* Page excerpt *
◇ ◇ ◇

Auto-Deploy Pipeline - Training to Ollama

Auto-Deploy Pipeline: Training to Ollama

The Gap We Need to Close

Current State:
[Dataset] → [Train Script] → [LoRA Adapter] → ??? (manual steps)

Goal State:
[Dataset] → [Train Script] → [LoRA Adapter] → [Auto-Deploy] → [Talk to LARS]

Key Discovery: Ollama Supports LoRA Adapters Directly

From Ollama's Modelfile Reference, there's an ADAPTER instruction that loads LoRA adapters on top of a base model. No merge required.

Modelfile Example:

FROM qwen2.5:7b-instruct
ADAPTER /path/to/lars-3d-v2-tasks/adapter_model.safetensors
SYSTEM "You are LARS, the Local AI Runtime System..."

Then: ollama create lars -f Modelfile

Supported Adapter Formats

Ollama officially supports Safetensor adapters for: - Llama (1, 2, 3, 3.1) - Mistral (1, 2, Mixtral) - Gemma (1, 2)

Note: Qwen not explicitly listed. Need to test if it works directly or requires GGUF conversion.

Two Deployment Paths

Path 1: Direct Adapter Loading (Preferred - Faster) - Use ADAPTER instruction in Modelfile - Points directly to safetensors file - Skip merge step entirely

Path 2: Convert LoRA to GGUF (Fallback) - Use convert_lora_to_gguf.py from llama.cpp - Convert adapter to GGUF format - Then load in Modelfile

Auto-Deploy Script Design

#!/bin/bash
# deploy_lars.sh - Run after training completes

ADAPTER_PATH="$1"

◇ ◇ ◇

(Region labeling items)
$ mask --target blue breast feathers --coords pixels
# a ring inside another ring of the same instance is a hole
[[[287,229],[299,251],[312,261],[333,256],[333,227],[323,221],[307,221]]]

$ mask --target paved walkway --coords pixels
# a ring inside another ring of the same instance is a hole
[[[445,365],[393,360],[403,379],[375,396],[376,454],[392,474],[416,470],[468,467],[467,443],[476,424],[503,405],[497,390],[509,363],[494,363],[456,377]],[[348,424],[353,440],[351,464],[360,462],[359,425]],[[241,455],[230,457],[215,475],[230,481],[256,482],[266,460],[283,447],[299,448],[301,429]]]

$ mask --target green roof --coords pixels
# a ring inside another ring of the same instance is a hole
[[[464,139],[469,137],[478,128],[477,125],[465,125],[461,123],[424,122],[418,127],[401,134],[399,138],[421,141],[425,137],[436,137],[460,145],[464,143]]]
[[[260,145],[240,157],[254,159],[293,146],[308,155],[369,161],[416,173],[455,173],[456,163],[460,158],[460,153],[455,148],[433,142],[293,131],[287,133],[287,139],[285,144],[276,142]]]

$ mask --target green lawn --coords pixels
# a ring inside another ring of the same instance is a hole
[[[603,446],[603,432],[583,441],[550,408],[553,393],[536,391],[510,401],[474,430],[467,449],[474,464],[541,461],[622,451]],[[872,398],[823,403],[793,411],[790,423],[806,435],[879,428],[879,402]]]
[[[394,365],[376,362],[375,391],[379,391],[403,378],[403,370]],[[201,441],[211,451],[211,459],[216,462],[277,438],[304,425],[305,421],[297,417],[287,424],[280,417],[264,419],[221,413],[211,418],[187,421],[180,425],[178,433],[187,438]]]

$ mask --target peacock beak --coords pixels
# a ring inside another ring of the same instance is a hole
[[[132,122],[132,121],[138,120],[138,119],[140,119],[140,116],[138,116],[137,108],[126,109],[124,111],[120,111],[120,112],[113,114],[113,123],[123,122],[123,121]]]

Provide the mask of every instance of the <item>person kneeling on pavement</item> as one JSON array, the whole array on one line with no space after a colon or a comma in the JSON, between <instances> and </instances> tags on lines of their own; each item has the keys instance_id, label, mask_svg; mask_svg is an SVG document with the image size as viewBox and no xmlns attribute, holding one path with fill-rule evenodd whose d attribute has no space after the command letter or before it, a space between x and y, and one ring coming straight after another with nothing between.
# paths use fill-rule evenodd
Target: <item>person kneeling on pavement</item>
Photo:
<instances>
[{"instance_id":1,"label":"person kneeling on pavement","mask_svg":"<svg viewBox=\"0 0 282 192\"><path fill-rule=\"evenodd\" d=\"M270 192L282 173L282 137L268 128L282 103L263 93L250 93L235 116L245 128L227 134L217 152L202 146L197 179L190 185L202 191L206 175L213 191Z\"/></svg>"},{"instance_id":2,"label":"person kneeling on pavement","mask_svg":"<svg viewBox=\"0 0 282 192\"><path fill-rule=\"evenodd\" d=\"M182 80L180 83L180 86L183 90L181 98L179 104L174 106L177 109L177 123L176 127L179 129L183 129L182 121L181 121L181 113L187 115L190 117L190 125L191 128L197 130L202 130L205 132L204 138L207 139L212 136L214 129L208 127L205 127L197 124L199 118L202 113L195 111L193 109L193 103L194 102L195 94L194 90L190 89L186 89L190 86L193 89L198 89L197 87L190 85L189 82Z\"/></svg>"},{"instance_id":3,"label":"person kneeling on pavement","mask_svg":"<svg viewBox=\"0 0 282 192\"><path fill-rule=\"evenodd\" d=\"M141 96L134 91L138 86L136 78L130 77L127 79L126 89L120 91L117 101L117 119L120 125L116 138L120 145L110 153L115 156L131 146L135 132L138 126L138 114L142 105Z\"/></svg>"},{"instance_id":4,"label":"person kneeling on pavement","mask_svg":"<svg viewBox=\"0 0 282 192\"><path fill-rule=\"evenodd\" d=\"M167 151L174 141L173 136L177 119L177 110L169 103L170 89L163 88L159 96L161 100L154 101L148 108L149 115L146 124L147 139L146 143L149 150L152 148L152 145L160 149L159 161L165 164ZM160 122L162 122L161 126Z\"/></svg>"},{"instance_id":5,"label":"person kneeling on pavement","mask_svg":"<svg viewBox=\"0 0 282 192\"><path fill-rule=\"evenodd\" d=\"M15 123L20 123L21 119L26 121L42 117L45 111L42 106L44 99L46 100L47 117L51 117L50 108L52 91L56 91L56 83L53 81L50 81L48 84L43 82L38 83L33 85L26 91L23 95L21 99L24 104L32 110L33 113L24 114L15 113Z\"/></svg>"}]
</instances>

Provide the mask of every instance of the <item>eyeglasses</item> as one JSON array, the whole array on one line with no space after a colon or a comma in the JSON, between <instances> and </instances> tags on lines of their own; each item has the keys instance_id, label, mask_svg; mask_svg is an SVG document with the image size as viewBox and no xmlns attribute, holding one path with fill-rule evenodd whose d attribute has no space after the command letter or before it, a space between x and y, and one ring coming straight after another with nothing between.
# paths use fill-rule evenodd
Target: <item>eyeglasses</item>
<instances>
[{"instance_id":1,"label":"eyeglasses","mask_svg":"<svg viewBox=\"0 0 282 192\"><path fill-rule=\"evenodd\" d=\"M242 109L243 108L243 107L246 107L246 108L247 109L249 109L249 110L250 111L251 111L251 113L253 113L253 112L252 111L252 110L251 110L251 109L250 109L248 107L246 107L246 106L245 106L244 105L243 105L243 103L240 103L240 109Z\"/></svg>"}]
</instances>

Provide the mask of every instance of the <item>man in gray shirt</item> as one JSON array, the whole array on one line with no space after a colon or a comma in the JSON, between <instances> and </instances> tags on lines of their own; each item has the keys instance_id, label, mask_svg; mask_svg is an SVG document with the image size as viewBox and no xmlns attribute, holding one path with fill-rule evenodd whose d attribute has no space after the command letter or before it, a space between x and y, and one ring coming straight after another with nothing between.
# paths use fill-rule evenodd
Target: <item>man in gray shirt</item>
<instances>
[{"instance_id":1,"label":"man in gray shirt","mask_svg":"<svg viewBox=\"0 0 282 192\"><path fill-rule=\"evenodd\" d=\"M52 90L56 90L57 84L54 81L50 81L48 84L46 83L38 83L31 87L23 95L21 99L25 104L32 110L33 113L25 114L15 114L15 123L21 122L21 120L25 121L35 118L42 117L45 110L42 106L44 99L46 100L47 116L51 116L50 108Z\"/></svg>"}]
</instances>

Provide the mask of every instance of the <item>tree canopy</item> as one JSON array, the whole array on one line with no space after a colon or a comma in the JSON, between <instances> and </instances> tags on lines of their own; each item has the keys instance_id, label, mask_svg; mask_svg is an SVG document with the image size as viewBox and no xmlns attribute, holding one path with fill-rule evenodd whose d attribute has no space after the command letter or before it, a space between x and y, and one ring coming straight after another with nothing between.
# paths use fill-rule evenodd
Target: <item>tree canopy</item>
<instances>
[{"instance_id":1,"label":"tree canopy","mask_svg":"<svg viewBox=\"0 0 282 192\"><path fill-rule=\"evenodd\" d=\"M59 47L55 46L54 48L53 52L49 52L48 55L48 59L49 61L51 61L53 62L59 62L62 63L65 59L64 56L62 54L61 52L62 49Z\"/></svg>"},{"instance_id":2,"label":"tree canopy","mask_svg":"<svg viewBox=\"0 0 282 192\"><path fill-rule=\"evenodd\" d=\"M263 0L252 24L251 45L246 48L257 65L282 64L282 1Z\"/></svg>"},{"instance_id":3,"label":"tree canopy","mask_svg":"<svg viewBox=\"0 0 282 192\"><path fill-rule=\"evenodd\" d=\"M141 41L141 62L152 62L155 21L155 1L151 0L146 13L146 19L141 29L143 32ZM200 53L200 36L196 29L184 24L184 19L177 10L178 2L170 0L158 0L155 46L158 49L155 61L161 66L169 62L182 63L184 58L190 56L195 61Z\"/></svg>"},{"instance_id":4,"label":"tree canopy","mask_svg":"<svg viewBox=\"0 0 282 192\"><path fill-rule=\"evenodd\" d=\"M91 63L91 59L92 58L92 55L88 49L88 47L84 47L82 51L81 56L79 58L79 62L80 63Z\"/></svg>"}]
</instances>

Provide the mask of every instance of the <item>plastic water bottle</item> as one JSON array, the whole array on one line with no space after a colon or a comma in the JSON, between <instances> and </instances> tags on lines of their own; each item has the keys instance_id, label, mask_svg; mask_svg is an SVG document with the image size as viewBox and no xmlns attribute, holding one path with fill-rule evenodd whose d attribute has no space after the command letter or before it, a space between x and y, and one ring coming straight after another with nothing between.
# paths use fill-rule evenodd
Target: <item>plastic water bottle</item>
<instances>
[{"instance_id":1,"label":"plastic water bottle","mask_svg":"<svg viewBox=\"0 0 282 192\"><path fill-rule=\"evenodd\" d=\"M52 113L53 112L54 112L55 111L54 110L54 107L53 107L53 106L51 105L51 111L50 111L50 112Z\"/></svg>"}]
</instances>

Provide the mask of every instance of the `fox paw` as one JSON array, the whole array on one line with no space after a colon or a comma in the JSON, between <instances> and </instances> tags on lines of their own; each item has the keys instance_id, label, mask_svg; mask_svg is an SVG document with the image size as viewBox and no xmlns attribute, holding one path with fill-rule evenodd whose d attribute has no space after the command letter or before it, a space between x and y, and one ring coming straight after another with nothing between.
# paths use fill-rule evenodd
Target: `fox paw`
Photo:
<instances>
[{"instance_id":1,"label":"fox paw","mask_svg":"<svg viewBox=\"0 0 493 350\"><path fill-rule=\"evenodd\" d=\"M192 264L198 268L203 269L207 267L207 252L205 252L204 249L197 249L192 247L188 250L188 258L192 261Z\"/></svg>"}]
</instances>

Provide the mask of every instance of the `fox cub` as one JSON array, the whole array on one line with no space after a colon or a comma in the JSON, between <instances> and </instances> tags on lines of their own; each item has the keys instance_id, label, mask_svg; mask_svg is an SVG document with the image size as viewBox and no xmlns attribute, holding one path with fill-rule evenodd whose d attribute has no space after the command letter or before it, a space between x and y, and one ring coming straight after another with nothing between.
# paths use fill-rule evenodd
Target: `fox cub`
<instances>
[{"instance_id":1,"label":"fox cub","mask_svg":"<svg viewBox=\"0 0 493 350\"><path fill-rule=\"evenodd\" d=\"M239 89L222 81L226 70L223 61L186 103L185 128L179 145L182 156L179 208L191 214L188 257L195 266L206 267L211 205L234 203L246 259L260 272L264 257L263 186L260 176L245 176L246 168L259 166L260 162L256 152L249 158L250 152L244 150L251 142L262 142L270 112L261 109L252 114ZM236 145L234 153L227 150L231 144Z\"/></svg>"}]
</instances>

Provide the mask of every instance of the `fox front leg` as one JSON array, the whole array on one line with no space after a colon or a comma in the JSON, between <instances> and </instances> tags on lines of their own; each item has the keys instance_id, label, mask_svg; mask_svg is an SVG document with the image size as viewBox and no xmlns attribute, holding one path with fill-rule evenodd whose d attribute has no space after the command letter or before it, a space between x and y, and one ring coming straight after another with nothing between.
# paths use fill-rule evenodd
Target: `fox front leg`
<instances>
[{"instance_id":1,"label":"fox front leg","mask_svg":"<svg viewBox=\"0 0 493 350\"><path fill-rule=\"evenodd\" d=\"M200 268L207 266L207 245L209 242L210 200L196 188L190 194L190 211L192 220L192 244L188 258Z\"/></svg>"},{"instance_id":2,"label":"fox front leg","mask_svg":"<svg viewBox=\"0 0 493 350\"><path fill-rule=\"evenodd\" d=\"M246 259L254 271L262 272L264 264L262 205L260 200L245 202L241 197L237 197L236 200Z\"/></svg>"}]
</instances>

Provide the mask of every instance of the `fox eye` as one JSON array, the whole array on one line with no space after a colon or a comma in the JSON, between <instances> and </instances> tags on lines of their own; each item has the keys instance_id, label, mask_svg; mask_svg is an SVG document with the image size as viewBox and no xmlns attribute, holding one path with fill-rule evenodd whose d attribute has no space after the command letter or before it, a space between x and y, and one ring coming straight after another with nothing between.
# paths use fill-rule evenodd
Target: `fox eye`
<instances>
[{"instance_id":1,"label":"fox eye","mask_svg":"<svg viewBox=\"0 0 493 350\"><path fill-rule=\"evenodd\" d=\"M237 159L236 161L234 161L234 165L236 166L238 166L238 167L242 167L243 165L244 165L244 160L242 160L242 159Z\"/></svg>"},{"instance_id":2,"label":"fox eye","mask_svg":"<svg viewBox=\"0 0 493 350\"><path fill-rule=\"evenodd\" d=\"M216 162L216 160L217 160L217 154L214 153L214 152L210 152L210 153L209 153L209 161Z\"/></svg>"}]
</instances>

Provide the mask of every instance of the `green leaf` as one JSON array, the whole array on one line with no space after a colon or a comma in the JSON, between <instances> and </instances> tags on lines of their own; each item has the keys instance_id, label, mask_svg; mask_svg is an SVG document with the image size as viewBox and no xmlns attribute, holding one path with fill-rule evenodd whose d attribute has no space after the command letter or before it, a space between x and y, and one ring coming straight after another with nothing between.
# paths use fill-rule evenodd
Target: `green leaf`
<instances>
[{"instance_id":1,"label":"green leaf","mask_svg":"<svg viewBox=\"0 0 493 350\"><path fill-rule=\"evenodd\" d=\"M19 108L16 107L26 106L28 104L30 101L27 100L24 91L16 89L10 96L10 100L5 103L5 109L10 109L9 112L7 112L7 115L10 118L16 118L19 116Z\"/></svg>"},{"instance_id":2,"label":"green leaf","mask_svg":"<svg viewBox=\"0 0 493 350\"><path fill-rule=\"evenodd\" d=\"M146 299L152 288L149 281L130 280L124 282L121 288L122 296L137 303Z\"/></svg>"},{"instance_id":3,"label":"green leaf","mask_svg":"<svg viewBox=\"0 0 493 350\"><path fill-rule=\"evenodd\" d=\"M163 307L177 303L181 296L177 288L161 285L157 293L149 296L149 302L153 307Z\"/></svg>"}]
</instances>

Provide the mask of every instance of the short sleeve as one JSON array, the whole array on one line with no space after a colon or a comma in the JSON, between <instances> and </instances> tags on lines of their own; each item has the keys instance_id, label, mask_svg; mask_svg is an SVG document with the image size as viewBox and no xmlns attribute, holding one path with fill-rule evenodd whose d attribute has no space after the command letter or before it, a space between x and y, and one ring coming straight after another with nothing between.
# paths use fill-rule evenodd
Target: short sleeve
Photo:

◇ ◇ ◇

* Aim 1 *
Repeat, character for character, the portion of the deployment pipeline page that opens with the words containing "The Gap We Need" and closes with "No merge required.".
* Aim 2 *
Pull out every line of the records that contains the string "pixels", treating uppercase and lowercase letters as distinct.

* Complete answer 1 *
The Gap We Need to Close

Current State:
[Dataset] → [Train Script] → [LoRA Adapter] → ??? (manual steps)

Goal State:
[Dataset] → [Train Script] → [LoRA Adapter] → [Auto-Deploy] → [Talk to LARS]

Key Discovery: Ollama Supports LoRA Adapters Directly

From Ollama's Modelfile Reference, there's an ADAPTER instruction that loads LoRA adapters on top of a base model. No merge required.

* Complete answer 2 *
$ mask --target blue breast feathers --coords pixels
$ mask --target paved walkway --coords pixels
$ mask --target green roof --coords pixels
$ mask --target green lawn --coords pixels
$ mask --target peacock beak --coords pixels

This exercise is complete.